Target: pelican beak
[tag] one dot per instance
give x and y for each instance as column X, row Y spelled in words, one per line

* * *

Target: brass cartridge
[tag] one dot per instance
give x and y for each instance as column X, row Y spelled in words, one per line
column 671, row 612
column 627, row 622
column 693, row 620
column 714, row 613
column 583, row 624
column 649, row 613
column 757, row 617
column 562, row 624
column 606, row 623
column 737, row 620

## EXERCISE BRIEF
Switch "instance" to "object" in the stretch of records from the line that contains "Target: brass cartridge" through the line that contains "column 737, row 620", and write out only those lines with everything else unchanged.

## ANSWER IN FULL
Target: brass cartridge
[tag] one dot per object
give x and y for each object as column X, row Y spelled in words, one per line
column 671, row 612
column 627, row 622
column 693, row 620
column 714, row 613
column 583, row 624
column 649, row 613
column 757, row 617
column 562, row 624
column 606, row 623
column 737, row 620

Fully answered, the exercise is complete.